*Exercise instructions:* Find each line in the listing below that contains the string "striped", matching case exactly, and copy those lines.

*Given data:*
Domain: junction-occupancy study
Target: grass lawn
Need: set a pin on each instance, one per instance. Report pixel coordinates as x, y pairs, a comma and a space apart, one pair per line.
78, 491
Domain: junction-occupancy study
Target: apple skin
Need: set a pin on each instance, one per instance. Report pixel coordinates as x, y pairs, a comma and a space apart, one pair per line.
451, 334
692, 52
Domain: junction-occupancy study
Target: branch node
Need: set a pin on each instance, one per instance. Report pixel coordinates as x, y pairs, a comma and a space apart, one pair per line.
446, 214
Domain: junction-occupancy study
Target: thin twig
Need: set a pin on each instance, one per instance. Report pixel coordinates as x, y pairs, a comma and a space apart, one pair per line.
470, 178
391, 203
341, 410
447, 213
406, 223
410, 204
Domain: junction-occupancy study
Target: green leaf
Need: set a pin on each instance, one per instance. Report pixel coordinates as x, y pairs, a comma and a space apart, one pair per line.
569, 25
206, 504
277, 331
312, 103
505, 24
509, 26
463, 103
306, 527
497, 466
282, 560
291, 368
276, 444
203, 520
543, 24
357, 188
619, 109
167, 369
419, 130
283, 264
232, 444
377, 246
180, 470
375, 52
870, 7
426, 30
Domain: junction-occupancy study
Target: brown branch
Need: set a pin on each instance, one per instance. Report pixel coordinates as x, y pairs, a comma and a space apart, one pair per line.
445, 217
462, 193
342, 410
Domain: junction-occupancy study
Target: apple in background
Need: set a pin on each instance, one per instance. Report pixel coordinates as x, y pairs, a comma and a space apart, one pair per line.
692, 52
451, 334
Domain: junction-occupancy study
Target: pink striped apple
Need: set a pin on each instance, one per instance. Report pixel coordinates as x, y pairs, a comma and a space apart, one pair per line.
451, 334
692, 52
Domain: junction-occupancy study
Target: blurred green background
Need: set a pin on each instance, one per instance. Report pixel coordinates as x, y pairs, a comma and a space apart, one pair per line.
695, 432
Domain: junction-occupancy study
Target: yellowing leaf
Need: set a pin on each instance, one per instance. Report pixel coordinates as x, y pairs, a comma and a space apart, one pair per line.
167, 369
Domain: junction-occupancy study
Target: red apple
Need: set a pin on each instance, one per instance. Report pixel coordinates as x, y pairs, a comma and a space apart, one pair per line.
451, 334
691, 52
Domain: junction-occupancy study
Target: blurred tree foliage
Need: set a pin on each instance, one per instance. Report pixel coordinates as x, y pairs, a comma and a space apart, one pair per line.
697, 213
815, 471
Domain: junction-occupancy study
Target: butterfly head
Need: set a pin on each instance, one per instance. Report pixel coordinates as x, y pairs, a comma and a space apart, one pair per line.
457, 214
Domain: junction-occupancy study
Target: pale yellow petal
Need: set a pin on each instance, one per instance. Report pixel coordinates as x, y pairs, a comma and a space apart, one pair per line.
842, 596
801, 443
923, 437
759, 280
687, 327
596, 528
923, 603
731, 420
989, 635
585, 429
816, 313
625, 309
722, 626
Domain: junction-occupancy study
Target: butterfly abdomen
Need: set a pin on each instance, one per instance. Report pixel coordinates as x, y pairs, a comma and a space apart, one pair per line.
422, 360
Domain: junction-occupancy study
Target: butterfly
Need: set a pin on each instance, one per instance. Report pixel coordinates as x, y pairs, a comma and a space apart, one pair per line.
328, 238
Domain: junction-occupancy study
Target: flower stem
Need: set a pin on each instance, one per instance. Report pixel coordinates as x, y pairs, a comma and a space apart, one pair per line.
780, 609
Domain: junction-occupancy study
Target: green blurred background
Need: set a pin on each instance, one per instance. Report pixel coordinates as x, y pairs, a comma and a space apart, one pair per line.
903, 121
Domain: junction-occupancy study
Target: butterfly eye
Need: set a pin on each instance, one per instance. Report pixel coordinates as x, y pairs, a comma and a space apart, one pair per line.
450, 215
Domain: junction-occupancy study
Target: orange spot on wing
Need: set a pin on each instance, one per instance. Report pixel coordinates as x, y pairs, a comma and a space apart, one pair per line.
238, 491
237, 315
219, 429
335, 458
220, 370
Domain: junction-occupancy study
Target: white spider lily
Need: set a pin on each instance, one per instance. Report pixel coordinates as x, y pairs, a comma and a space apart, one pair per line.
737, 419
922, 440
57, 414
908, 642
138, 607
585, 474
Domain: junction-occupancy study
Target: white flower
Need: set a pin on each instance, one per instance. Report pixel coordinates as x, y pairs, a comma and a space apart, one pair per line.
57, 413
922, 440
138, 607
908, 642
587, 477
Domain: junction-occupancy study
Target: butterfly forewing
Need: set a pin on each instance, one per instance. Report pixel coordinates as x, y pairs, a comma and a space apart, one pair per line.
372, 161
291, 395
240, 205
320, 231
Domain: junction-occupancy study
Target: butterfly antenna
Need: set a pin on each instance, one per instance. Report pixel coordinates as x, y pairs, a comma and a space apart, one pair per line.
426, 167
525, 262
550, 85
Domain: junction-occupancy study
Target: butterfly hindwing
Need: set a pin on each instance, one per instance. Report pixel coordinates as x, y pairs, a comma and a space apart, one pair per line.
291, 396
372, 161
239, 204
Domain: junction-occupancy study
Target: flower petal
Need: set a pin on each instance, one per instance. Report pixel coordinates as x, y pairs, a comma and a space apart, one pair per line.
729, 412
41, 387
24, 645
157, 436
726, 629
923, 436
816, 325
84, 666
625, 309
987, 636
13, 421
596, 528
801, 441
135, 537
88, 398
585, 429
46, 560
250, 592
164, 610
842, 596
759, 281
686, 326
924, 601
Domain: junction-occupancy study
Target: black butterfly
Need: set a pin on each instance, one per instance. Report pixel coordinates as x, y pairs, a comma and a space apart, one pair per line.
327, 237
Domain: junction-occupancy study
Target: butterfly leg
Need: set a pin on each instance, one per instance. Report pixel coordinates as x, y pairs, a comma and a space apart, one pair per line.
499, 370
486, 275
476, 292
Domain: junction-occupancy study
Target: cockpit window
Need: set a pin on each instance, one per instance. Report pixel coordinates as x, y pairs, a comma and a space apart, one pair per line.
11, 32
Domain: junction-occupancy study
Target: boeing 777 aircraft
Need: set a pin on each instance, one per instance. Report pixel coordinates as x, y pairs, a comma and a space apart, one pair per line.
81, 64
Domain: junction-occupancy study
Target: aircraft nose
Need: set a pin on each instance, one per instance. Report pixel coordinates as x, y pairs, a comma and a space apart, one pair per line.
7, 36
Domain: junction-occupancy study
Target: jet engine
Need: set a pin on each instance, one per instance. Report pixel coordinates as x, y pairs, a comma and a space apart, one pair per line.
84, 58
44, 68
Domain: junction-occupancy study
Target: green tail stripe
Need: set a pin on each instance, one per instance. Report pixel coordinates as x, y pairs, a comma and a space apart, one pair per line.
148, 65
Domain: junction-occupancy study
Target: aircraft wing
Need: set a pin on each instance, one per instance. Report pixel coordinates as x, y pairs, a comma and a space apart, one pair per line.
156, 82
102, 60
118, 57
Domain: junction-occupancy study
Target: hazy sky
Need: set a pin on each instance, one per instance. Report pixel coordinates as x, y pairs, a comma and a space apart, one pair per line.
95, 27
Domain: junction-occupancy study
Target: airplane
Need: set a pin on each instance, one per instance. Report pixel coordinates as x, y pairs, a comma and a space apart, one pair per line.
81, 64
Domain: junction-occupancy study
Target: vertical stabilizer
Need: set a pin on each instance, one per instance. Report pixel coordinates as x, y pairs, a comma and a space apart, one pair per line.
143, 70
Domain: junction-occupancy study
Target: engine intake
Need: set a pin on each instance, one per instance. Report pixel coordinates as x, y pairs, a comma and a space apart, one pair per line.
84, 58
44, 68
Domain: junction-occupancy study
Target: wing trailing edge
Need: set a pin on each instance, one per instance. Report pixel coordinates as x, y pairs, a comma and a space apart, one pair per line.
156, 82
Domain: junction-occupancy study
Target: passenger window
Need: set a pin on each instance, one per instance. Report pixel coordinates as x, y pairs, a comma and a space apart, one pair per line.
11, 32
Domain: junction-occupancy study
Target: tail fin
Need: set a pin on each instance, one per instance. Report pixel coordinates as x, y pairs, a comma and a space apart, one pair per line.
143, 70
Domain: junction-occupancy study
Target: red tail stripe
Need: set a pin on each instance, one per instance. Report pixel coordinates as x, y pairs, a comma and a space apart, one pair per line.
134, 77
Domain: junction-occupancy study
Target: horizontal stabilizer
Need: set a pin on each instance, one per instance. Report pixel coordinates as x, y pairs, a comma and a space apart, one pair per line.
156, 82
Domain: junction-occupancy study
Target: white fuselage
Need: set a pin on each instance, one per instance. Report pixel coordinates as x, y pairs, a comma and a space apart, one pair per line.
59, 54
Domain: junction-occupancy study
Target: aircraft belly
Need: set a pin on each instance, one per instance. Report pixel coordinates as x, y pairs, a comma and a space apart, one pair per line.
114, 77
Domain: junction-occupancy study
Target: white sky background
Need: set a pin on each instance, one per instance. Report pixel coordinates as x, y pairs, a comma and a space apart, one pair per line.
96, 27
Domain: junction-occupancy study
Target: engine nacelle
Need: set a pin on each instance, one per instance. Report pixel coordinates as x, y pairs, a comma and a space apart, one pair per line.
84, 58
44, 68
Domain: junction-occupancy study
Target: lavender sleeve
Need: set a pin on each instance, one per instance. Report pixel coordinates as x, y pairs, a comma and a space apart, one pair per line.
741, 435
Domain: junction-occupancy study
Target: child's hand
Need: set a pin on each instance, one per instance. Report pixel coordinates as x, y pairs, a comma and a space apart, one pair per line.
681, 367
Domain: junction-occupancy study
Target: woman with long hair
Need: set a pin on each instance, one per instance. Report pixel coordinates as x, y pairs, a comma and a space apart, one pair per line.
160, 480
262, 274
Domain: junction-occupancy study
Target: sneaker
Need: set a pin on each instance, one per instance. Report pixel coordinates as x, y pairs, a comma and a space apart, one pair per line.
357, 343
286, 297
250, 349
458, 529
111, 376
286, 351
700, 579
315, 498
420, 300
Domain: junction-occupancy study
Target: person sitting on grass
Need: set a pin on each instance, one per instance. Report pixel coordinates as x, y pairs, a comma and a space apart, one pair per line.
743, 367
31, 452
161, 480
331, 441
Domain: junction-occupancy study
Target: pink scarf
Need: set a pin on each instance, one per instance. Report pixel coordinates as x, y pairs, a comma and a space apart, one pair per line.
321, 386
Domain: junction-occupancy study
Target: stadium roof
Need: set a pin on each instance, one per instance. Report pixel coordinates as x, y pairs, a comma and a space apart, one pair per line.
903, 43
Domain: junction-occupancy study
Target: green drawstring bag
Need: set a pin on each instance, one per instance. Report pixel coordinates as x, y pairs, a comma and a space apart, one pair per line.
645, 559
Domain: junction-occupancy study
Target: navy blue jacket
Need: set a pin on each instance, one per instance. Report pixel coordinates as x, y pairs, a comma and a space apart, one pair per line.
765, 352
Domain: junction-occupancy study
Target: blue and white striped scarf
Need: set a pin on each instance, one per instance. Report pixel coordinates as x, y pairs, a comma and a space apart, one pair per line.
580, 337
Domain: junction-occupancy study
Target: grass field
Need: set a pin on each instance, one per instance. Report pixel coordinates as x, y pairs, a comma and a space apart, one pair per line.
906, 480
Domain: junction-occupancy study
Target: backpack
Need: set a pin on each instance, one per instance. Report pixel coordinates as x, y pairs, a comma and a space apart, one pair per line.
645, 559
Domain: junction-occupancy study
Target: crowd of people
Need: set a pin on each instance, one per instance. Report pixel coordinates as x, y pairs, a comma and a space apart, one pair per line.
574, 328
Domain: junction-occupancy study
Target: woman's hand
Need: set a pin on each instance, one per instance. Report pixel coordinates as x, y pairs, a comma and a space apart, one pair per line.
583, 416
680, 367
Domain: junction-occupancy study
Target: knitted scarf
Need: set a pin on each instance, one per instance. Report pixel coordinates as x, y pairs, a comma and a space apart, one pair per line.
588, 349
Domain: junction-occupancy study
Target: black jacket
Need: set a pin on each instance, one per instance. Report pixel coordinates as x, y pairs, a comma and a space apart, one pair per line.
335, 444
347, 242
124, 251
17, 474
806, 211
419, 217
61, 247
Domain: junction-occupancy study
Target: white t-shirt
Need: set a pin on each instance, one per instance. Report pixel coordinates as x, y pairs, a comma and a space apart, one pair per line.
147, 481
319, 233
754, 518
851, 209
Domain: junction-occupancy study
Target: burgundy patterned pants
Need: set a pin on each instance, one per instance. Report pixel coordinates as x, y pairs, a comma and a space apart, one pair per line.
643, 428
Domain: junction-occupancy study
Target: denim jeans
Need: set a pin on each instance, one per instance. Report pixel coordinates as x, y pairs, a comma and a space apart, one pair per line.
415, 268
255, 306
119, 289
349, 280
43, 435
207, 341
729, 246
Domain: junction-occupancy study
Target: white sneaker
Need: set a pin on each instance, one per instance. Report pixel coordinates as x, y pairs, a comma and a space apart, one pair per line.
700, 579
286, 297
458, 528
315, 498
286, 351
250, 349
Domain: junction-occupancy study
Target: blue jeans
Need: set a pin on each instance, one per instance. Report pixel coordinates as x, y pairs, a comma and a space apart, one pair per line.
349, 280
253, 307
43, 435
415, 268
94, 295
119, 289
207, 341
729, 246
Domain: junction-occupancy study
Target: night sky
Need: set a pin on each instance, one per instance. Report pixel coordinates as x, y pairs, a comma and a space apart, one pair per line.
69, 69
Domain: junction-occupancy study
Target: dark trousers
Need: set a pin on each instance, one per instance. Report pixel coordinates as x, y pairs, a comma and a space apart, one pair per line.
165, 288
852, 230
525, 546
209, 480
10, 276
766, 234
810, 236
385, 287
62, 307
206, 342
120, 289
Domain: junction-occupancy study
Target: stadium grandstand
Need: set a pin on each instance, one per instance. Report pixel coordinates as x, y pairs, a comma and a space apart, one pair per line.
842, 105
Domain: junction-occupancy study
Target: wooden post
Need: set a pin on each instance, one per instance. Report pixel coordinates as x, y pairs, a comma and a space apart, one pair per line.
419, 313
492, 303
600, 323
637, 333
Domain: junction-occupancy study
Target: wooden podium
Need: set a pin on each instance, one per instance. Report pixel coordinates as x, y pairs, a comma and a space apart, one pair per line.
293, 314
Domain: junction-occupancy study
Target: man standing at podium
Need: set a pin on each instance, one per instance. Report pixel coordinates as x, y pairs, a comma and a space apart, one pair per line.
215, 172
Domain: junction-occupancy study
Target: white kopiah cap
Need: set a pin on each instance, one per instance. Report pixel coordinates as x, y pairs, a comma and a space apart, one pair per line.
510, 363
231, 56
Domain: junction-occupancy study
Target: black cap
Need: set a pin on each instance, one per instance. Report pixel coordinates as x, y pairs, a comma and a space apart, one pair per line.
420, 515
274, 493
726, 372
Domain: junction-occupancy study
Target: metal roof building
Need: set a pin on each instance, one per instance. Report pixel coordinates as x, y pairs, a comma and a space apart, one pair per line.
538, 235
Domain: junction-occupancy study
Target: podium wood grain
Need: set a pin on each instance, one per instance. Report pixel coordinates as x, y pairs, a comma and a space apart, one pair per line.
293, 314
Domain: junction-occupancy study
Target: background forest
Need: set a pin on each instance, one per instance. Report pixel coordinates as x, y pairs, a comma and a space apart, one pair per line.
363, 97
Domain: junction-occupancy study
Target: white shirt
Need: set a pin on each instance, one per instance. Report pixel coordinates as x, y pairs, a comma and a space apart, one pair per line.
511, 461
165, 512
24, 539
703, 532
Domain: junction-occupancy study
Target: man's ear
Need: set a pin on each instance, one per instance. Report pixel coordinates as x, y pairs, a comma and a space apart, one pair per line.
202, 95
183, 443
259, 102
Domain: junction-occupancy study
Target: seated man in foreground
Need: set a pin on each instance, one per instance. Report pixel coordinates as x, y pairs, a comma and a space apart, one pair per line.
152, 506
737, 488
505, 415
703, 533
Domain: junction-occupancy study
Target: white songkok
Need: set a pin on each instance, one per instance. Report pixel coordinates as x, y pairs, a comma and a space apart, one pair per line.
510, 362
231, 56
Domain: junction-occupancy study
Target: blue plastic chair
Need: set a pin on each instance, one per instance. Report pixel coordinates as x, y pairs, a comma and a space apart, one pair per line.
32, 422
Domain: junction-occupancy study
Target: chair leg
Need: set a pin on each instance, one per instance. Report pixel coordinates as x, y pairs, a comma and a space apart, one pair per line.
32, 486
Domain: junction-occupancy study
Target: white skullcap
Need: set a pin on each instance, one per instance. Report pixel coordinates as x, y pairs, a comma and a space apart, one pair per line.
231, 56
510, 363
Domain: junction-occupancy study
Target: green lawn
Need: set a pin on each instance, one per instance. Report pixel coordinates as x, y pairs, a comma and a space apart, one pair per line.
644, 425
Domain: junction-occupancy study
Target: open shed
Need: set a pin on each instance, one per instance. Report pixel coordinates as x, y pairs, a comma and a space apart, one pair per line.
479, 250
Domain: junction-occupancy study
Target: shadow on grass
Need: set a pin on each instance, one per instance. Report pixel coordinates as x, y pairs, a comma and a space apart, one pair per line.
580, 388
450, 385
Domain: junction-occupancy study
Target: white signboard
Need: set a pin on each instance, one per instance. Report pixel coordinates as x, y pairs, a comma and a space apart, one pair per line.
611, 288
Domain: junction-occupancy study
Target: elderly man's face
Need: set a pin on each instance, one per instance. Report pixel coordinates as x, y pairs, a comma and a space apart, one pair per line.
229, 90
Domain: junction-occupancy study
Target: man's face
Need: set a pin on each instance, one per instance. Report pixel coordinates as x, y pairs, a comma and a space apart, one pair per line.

*Output for this exercise:*
Target: pink striped apple
Target: blue and white striped scarf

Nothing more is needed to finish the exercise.